Recast every line of the records below as a numbered list, omitting blank lines. Leave the pictures out of your answer.

[Named-object pointing records]
---

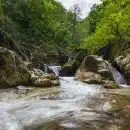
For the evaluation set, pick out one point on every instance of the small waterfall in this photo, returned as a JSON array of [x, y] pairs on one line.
[[45, 68], [118, 77], [56, 69]]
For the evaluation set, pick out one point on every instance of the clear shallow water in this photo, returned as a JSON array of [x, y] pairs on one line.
[[73, 106]]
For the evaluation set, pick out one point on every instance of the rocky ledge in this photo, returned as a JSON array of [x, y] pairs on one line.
[[95, 70], [14, 72]]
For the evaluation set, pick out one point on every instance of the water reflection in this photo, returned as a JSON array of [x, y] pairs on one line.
[[73, 106]]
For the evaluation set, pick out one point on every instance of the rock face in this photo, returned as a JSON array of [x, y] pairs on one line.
[[12, 69], [41, 79], [71, 67], [123, 64], [95, 70]]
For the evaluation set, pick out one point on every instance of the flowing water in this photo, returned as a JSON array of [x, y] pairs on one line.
[[72, 106]]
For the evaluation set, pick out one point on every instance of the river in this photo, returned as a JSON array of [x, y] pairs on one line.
[[72, 106]]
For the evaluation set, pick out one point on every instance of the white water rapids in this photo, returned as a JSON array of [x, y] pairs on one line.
[[72, 102], [21, 114]]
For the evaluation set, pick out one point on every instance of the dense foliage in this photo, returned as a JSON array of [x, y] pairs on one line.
[[35, 28], [108, 23]]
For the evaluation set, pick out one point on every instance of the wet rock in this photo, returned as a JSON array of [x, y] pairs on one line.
[[71, 67], [42, 83], [95, 70], [13, 71], [123, 63], [67, 70], [41, 79]]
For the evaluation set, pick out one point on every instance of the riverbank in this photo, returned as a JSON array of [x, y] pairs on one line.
[[74, 105]]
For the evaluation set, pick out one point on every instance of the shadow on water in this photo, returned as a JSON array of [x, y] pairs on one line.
[[73, 106]]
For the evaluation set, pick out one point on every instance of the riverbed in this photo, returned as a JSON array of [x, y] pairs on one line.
[[72, 106]]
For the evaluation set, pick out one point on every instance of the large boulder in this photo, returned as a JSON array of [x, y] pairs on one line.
[[42, 79], [95, 70], [123, 64], [13, 71]]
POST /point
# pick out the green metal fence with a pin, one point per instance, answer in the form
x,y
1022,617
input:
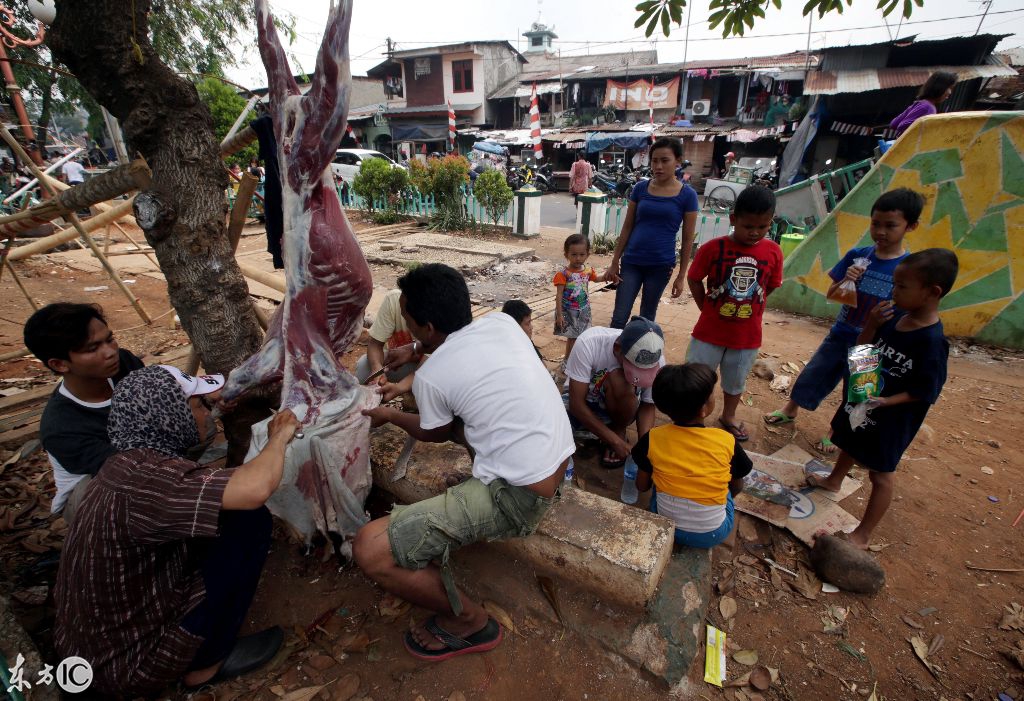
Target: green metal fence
x,y
846,176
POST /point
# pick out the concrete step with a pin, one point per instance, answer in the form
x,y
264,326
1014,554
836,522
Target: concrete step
x,y
615,556
617,551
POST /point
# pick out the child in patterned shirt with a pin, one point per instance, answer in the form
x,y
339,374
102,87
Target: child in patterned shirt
x,y
572,314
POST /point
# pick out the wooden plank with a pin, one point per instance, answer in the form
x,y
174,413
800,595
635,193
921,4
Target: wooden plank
x,y
14,439
27,397
177,357
22,418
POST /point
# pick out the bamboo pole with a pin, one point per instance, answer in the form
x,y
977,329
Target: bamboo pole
x,y
20,286
94,191
241,209
141,249
47,243
238,142
76,222
269,279
238,123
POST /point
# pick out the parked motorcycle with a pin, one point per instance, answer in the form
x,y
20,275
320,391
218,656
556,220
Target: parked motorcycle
x,y
543,179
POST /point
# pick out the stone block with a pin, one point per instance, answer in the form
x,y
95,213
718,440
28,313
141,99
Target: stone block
x,y
611,549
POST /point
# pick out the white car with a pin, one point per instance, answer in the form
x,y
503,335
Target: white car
x,y
347,162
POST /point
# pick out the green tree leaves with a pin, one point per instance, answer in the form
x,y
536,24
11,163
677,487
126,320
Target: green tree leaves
x,y
736,16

---

### SOLUTION
1. For the evaluation set, pick out one point on every instance of the small waterfall in this photo, returned as a JSON array of [x, y] pairs on one line.
2. [[45, 68], [118, 77], [56, 69]]
3. For the evaluation set, pick out one point on every instance of the clear shallow water in this photo, returned as a JSON array of [x, y] pairs on one line.
4. [[73, 106]]
5. For the evaluation set, pick out one point on every instance of the rocky ledge in this photo, returned as a JSON array of [x, y] pairs on one line.
6. [[95, 70], [14, 72]]
7. For the evaluation set, pick out one point on every instance of the water reflection in this photo, returned as a JSON array of [x, y] pairs on one line.
8. [[73, 106]]
9. For the evaluation set, pick out one point on every instance of the rock face in this photo, returned as a JSON array of [x, y] pairs on one line.
10. [[12, 69], [41, 79], [71, 67], [123, 64], [95, 70]]
11. For the evaluation set, pick out one point on every instance of the flowing water in this photo, returned as a JSON array of [x, y] pairs on one line.
12. [[72, 106]]
13. For the evaluation set, pick out one point on every instance of the river in this photo, returned as a JSON array of [x, y] pairs on one line.
14. [[72, 106]]
15. For the evaluation set, pick out one point on every instance of the white water rapids in this photo, returned as a JSON array of [x, y] pairs on one line.
16. [[72, 102], [21, 114]]
17. For the evaluation set, pick out one point on every instance of the dense foliage in this photo, returned as a JSON array of [x, y] pairs on one line.
18. [[35, 28], [108, 23]]
19. For the evaluation set, pick out one point on every instance of the wet rock in this photo, returned as a JSON array of [x, y] pairs on one line.
20. [[71, 67], [42, 83], [95, 70], [13, 71], [123, 63], [67, 70], [41, 79]]
21. For the evaluation set, pick out one point on every instance of the riverbank in this photo, returned as a JSON array of [x, y] pairs on one line.
22. [[74, 105]]
23. For the evaluation set, pick out one point on every instance of the shadow on water in this photo, returned as a JSON array of [x, y] pairs on one line.
24. [[73, 106]]
25. For the evaluation set, pick out one point on every instance of the riverbed in this photo, returned as a JSON array of [x, y] pairs on one line.
26. [[72, 106]]
27. For the evaluation set, pick out one point on every instance of the large boulder in this photo, returned as a JSON array of [x, y] pairs on one line.
28. [[42, 79], [95, 70], [123, 64], [13, 71]]
29. POST /point
30. # pick out the green metal fence with a pin, one point per instance, answer in the form
31. x,y
32. 1022,617
33. input:
34. Target: green metal fence
35. x,y
36. 846,176
37. POST /point
38. # pick out the concrete step with a pin, one point per instance, answer in the form
39. x,y
40. 264,326
41. 1014,554
42. 836,522
43. Target: concrete step
44. x,y
45. 615,556
46. 617,551
47. POST /point
48. # pick out the child in patterned shirt with a pin, one point per instance, answer in the form
49. x,y
50. 339,374
51. 102,87
52. Target: child in patterned shirt
53. x,y
54. 572,314
55. POST /point
56. # pick out the wooden plank with a pin, one point per instance, answer in the form
57. x,y
58. 174,413
59. 800,595
60. 635,193
61. 921,4
62. Target: wooden plank
63. x,y
64. 14,439
65. 27,397
66. 177,357
67. 22,418
68. POST /point
69. # pick out the bamboo pole with a pin, one point per instance, answer in the form
70. x,y
71. 977,329
72. Target: bamboo pole
73. x,y
74. 20,286
75. 94,191
76. 241,209
77. 141,249
78. 47,243
79. 238,142
80. 76,222
81. 269,279
82. 238,123
83. POST /point
84. # pick out the parked motorcycle with a pin, one point per instance, answer in the form
85. x,y
86. 20,275
87. 320,391
88. 218,656
89. 556,220
90. Target: parked motorcycle
91. x,y
92. 543,179
93. POST /point
94. # pick out the stone block with a pin, one point per instance, answer in the form
95. x,y
96. 95,213
97. 718,440
98. 28,313
99. 141,99
100. Target: stone block
101. x,y
102. 611,549
103. POST /point
104. # pick out the white car with a pin, one point per instance, answer in the form
105. x,y
106. 503,335
107. Target: white car
108. x,y
109. 347,162
110. POST /point
111. # pick out the green tree leaves with a pin, one point per instance, answer in the form
112. x,y
113. 536,24
114. 11,163
115. 677,487
116. 126,320
117. Target: green tree leaves
118. x,y
119. 736,16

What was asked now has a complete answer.